>> start RECORDS TO USE

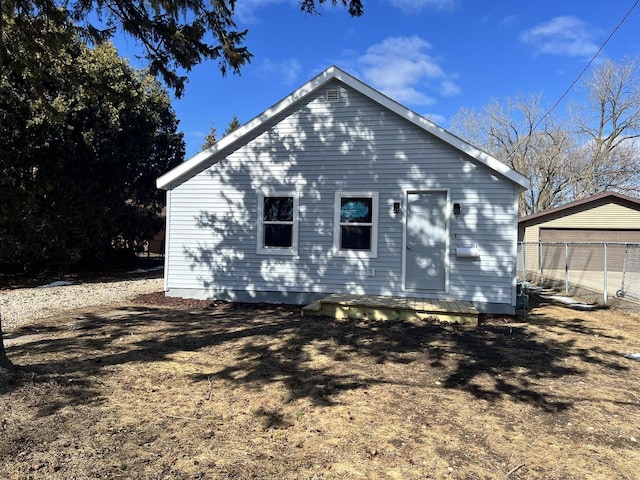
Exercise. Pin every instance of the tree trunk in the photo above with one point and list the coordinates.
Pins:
(8, 371)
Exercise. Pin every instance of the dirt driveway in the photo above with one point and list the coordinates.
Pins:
(197, 390)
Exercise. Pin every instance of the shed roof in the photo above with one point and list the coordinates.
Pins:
(203, 159)
(580, 205)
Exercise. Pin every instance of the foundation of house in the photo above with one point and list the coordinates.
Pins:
(378, 307)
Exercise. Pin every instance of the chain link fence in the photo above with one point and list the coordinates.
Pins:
(610, 270)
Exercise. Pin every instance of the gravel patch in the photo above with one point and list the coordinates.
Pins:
(23, 306)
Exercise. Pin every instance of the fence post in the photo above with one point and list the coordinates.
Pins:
(566, 267)
(606, 250)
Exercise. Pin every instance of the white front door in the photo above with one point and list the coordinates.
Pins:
(426, 241)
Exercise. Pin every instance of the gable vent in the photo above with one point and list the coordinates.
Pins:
(333, 95)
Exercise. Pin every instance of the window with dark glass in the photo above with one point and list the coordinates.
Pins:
(356, 223)
(277, 221)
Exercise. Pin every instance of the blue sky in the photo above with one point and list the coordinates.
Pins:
(433, 56)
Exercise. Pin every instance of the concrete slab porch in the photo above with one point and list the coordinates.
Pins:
(379, 307)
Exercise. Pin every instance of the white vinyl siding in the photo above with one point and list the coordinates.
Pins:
(318, 149)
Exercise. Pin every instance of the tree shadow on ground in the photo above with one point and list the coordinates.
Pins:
(274, 344)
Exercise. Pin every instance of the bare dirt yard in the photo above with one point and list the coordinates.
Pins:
(183, 390)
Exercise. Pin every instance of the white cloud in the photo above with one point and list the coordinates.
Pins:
(401, 68)
(566, 35)
(449, 89)
(412, 6)
(287, 70)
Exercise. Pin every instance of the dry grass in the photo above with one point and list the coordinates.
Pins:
(239, 392)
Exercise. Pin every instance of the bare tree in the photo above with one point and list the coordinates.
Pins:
(210, 140)
(8, 371)
(608, 127)
(518, 135)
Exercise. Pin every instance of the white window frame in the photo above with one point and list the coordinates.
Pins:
(337, 251)
(260, 247)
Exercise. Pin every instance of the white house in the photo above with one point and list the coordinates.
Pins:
(339, 189)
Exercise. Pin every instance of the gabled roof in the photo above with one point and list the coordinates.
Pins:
(203, 159)
(581, 205)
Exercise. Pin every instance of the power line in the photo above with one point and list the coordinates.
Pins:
(566, 92)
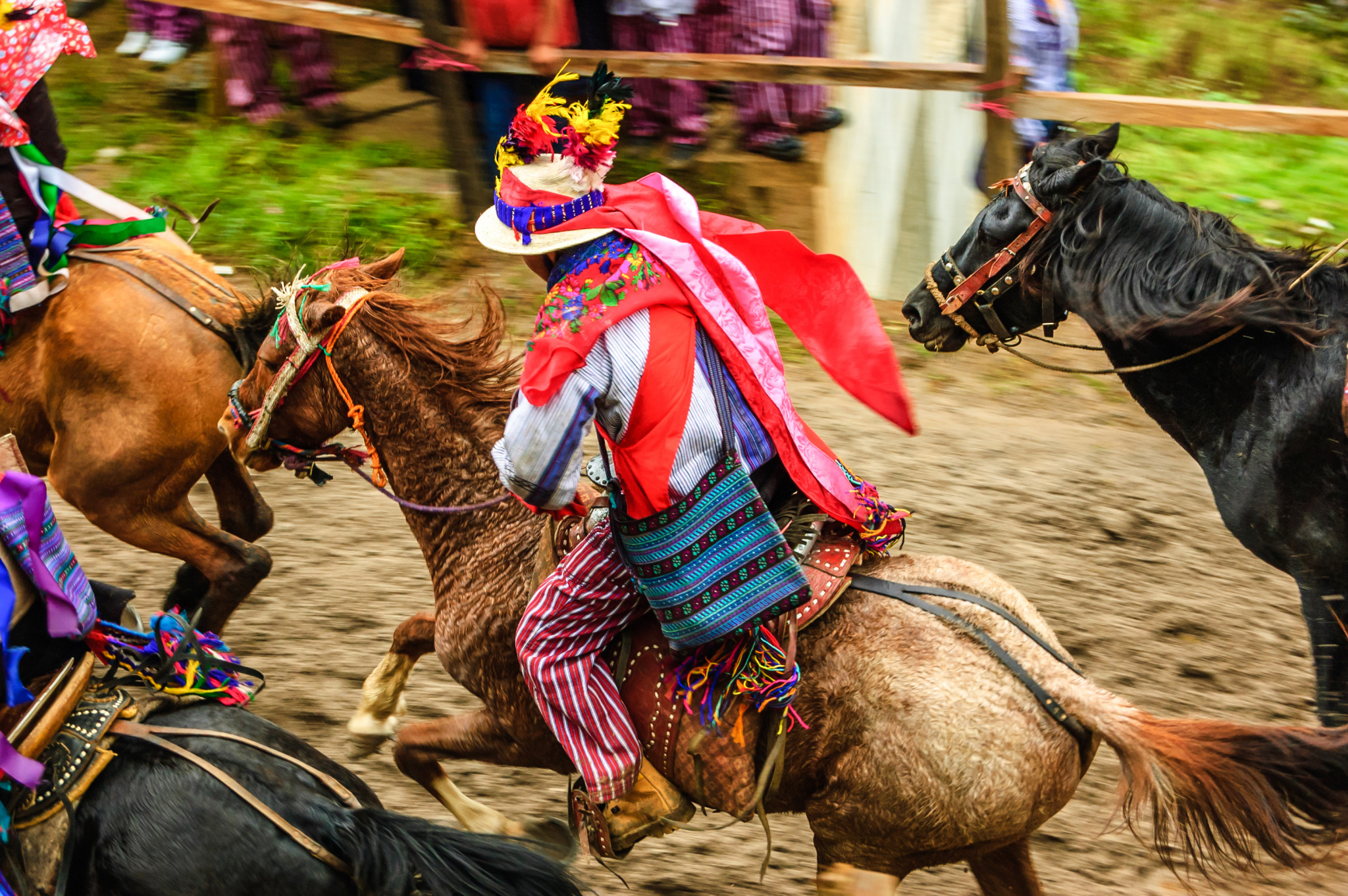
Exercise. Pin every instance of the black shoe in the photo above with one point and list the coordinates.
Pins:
(332, 116)
(684, 154)
(720, 92)
(785, 149)
(825, 120)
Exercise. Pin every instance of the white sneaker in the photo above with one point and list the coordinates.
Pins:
(134, 43)
(163, 51)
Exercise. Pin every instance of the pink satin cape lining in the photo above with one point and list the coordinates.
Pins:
(734, 271)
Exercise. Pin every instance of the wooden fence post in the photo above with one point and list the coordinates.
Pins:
(457, 122)
(1003, 153)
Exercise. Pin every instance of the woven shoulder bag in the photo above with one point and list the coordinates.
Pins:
(713, 565)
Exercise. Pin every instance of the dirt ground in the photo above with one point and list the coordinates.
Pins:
(1058, 483)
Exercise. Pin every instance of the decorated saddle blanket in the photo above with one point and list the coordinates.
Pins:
(717, 766)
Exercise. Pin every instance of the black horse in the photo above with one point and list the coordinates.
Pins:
(157, 825)
(1262, 411)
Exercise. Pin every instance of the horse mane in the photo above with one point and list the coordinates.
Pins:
(257, 318)
(472, 367)
(1206, 275)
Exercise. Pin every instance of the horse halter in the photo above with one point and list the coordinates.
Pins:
(989, 282)
(307, 348)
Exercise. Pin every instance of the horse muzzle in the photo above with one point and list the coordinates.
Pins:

>> end RECORDS TO USE

Write out the entire listing above again, replacing each "photo above" with "image above" and leaving everything else unchanged. Leave the pictures out of your answer.

Exercise. Pin every instance of the tree trunk in the image above with one point and list the coordinates.
Pins:
(8, 371)
Exercise. Pin every instance of the dirt driveway in the image above with one point and list the coordinates.
Pins:
(197, 390)
Exercise. Pin every instance of the shed roof in the image above with one point and list the coordinates.
Pins:
(203, 159)
(580, 205)
Exercise. Pin every instance of the foundation of house in the image above with one point and list the coordinates.
Pins:
(378, 307)
Exercise. Pin every instance of the chain link fence in the image above with one point and list the coordinates.
Pins:
(610, 270)
Exercise. Pin every instance of the gravel patch in the image above with one point and list the coordinates.
Pins:
(23, 306)
Exercise. Pin every instance of the fence post in the image above with one point and list the coordinates.
Pins:
(566, 267)
(606, 250)
Exercise. Pin every instance of the white front door in the image above with one point and list the coordinates.
Pins:
(426, 241)
Exercise. Pin every instance of the gable vent in the image above with one point and list the coordinates.
Pins:
(333, 95)
Exercise. Pin every instance of the window with dark glass in the image above with one point and list the coordinates.
Pins:
(356, 223)
(277, 221)
Exercise. Pin every instance of the blue sky in the image above with one point and list the coordinates.
Pins:
(433, 56)
Exercise. Pin every instance of the concrete slab porch in the image above with one point and list the coordinates.
Pins:
(379, 307)
Exercise. Pin every instance of the white vinyl siding in the image above with one point and list the coordinates.
Pins:
(318, 149)
Exercise. Pin every instance of the tree shadow on ground in the image above with one point and list the coordinates.
Pins:
(274, 344)
Exercise. Pin every instance of the bare dirt yard in the image above with one point and list the coordinates.
Pins:
(183, 390)
Exercise. Pin every instance of the white cloud in the image above with one point and list the coordinates.
Pins:
(401, 68)
(566, 35)
(449, 89)
(412, 6)
(287, 70)
Exercise. Pin every instance of the dry grass in the image above with one point and list the coordinates.
Pins:
(239, 392)
Exercise. Pin every instance of the bare tree in the image above with one point and list the coordinates.
Pins:
(210, 140)
(8, 371)
(608, 127)
(518, 135)
Exercise. Pin every instance of the white window frame in the image above with one point and list the coordinates.
Pins:
(337, 251)
(260, 247)
Exercise. Pin every instance of the white house in the image above with one point and list the coordinates.
Pins:
(339, 189)
Exercise. Pin every instance of the gabled roof in the image above with one point and list the coordinates.
Pins:
(203, 159)
(581, 205)
Exercise. Pin every instance of the power line in the image above with one point and list the coordinates.
Pins:
(566, 92)
Exercise. Pin every instance of the black shoe in the image above with one point and list the coordinates.
Pins:
(332, 116)
(684, 154)
(720, 92)
(785, 149)
(825, 120)
Exercise. Pin every instance of the white sneaker in the image above with one point and list the coordinates.
Pins:
(134, 43)
(163, 51)
Exercise. Pin every instance of the pink satin cape lining in the image above with one point and list the coordinates.
Pins:
(734, 271)
Exercise. Pin every instance of the wooden fence post in the image above with one point and list the coordinates.
Pins:
(457, 122)
(1003, 153)
Exercise. Pin every instance of the woven shoulder bag in the image above with one point and list the coordinates.
Pins:
(713, 565)
Exercise. Pin every instance of the dirt ground in the image above with one point and list the coordinates.
Pins:
(1058, 483)
Exercise. Pin every instance of the decorated saddle blanket in the image above with one point and list the coordinates.
Pins:
(717, 766)
Exercise. Pin every instance of the black horse in the image above with one point and list the coordinates.
Pins:
(157, 825)
(1262, 411)
Exercise. Pin every instance of the horse mane in the image above with one point and list the coordinates.
Pins:
(257, 318)
(472, 367)
(1206, 275)
Exercise. Pin every instance of the horse halter in the image above with one point and list the coordinates.
Pins:
(989, 282)
(307, 348)
Exercise. Pin every instance of the horse muzzle in the image above with one point and list the coordinates.
Pins:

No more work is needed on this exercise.